Brano del documento:
::::::

Cronaca locale

Tra pudori, cravatte e juke-box sfilano i ventenni degli anni ’50

Ristampato «Il Carnevale a Milano», romanzo d’esordio di Raffaele Crovi

Alessandra Iadicicco

Nella Milano di cinquant'anni fa si giocava a flipper, si ascoltava il juke-box e si indossavano i blue-jeans, ma gli studenti neanche per andare a donne trascuravano di mettersi la cravatta, fosse pure male annodata. Per le ragazze «il pudore non era più una difesa», ma un giovane uomo poteva difendere il proprio in una città campionessa di reticenza. I venticinquenni temevano di invecchiare e avvertivano la maturità, la responsabilità, la «serietà» come un oscura minaccia, eppure il ricordo di quel presagio fatale si festeggia - oggi che si è avverato - come un rinnovato Carnevale.

::::::

Materiale fornito:
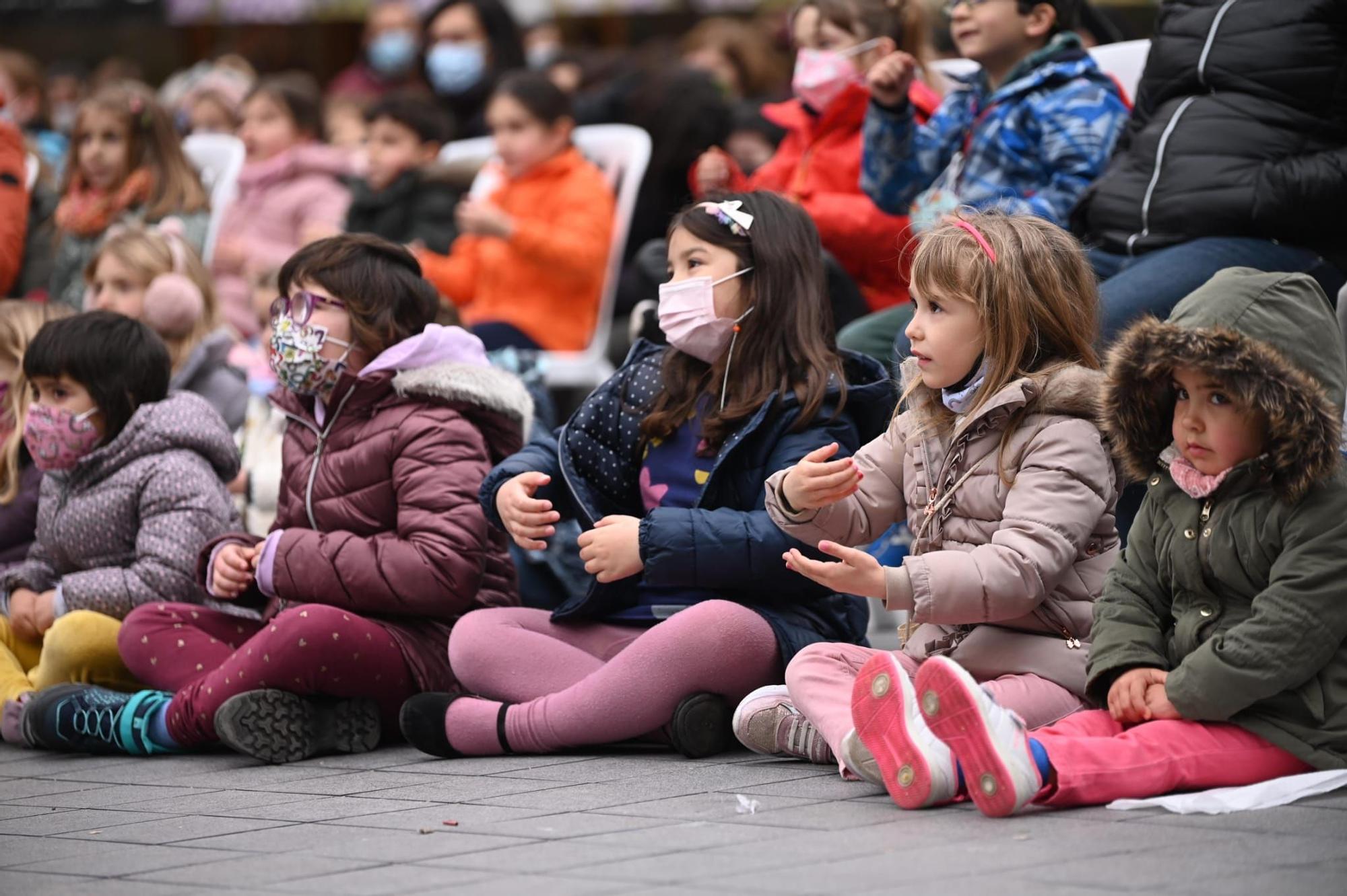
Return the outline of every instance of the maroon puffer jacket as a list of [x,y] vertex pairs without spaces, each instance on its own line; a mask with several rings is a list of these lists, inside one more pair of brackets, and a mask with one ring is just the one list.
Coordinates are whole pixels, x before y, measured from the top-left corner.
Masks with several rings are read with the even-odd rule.
[[273,401],[290,425],[272,537],[283,533],[259,570],[275,592],[268,616],[298,603],[350,609],[388,630],[423,689],[453,689],[450,626],[519,603],[505,537],[477,492],[523,444],[524,385],[450,361],[343,374],[322,424],[311,398]]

::::::

Obiettivo dell'esercizio: Stampa il passo dell'articolo su «Il Carnevale a Milano» partendo dalle parole «Nella Milano di» e fermandoti dopo «un rinnovato Carnevale.».

Soluzione:
Nella Milano di cinquant'anni fa si giocava a flipper, si ascoltava il juke-box e si indossavano i blue-jeans, ma gli studenti neanche per andare a donne trascuravano di mettersi la cravatta, fosse pure male annodata. Per le ragazze «il pudore non era più una difesa», ma un giovane uomo poteva difendere il proprio in una città campionessa di reticenza. I venticinquenni temevano di invecchiare e avvertivano la maturità, la responsabilità, la «serietà» come un oscura minaccia, eppure il ricordo di quel presagio fatale si festeggia - oggi che si è avverato - come un rinnovato Carnevale.